Records of labeled boxes

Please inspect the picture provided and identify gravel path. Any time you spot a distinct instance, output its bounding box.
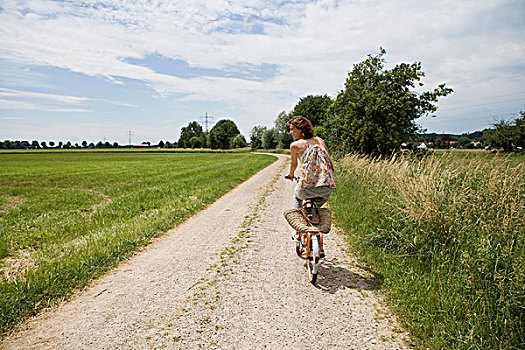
[0,155,408,350]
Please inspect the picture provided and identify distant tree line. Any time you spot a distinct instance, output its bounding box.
[0,119,247,149]
[414,111,525,152]
[250,48,525,156]
[0,140,119,149]
[167,119,247,149]
[251,48,452,156]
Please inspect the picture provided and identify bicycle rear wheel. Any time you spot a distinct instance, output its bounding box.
[306,235,320,284]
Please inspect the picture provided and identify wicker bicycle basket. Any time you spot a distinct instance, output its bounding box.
[284,208,332,233]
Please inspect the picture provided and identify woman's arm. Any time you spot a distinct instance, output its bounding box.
[319,138,334,171]
[288,142,299,180]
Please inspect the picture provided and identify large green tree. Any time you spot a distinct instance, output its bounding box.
[177,121,206,148]
[291,94,332,138]
[250,125,266,150]
[324,48,452,155]
[274,111,293,148]
[210,119,240,149]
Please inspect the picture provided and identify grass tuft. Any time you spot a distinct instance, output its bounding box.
[332,153,525,349]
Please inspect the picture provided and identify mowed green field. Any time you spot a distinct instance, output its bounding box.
[0,151,275,334]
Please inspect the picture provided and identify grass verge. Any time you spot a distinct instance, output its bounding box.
[331,153,525,349]
[0,151,275,336]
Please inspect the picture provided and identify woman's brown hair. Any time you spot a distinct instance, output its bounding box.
[286,115,314,139]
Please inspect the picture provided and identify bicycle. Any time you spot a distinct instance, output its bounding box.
[285,177,330,285]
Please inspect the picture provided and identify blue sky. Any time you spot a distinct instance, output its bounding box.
[0,0,525,144]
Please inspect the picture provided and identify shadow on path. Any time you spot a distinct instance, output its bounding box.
[316,259,383,293]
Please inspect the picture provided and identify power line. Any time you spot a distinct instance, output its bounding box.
[126,130,135,146]
[201,112,213,133]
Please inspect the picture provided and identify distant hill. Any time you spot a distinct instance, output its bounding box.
[414,129,489,142]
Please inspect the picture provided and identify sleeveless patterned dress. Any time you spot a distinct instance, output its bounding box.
[299,141,335,188]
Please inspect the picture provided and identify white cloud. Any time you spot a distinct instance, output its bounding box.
[0,0,525,135]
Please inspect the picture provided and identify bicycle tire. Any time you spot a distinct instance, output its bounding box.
[306,235,320,284]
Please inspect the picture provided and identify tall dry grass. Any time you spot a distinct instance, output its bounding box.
[333,153,525,349]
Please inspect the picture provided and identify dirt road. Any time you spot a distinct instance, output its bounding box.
[0,156,408,350]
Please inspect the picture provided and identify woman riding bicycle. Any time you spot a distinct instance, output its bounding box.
[286,116,335,212]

> [TASK TO CARRY OUT] Substitute "examine" for every occurrence of "inspect" in the lines above, keeping everything else the same, and omit the pictures from your answer.

> [WRITTEN ANSWER]
Please examine the picture provided and identify gravel path. Any time you spot a distinct instance, output its bounding box.
[0,155,408,350]
Please examine the picture provided and identify distant tree line. Any time you spot a distinct instance, output its bounding box.
[0,119,247,149]
[414,111,525,152]
[250,48,525,156]
[0,140,119,149]
[167,119,247,149]
[251,48,452,156]
Please examine the picture provided and identify bicycle rear wheel. Any time you spot a distinct instance, output its bounding box.
[306,235,320,284]
Please examine the picture provided and identify wicker bicycle basket. Any time you spot a distinct instance, output its bounding box.
[284,208,332,233]
Please examine the picture provided and identify woman's arm. Any time you spot a distinct instance, output its bounding box.
[319,138,334,171]
[288,142,299,180]
Please examine the picture provided and identify large green tree. Any time you spot a distinct instance, output its bounding box.
[177,121,206,148]
[291,94,332,138]
[250,125,266,150]
[324,48,452,155]
[274,111,293,148]
[210,119,240,149]
Please examine the picture provided and identify grass tuft. Any time you spot a distinct instance, output its bounding box.
[332,153,525,349]
Please examine the picture provided and identify mowed green field. Any time you spot a distinct instance, output its bounding box.
[0,151,275,334]
Please examine the picture provided and identify grass verge. Any time you spot a distinct instance, output its bounding box.
[331,153,525,349]
[0,151,275,336]
Please examine the picture provided and identify woman's brown hair. Any time you spot a distinct instance, output its bounding box.
[286,115,314,139]
Please examine the picture provided and identify bicycle. Any time you spot a distinct instance, output its bounding box.
[285,177,330,285]
Please examine the picture provided and identify blue sky. Any time you spot a distinct instance, output its bounding box.
[0,0,525,144]
Please examine the picture provided and identify shadow on path. Any time you spot a distinct instance, output its bounding box.
[316,259,383,293]
Please examine the picture provided and identify power line. Any time you spot a distinct instance, output its bounding box.
[126,130,135,146]
[201,112,213,133]
Please examine the picture provided and identify distant hill. Any time you spot a distinct instance, output its bounding box.
[414,129,489,142]
Please examine the picture provided and identify sleeveless patterned dress. Any time you spot a distinct instance, output its bounding box.
[299,141,335,188]
Please examine the picture provided and identify white cloud. Any time you spot a distinct instance, output its bounding box.
[0,0,525,135]
Please examine the picture provided and identify bicycle tire. Any time you spot a distinct instance, output its bounding box.
[306,235,320,284]
Please examine the picture provided and identify tall dry grass. Any time you spot a distinct instance, output its bounding box.
[333,153,525,349]
Please examine the picture provided and identify dirt road. Any time you spot a distinct instance, output its bounding box.
[0,156,408,350]
Please examine the picture provided and identify woman riding bicycle. Any time you spot a distinct instance, output its bounding box.
[286,116,335,212]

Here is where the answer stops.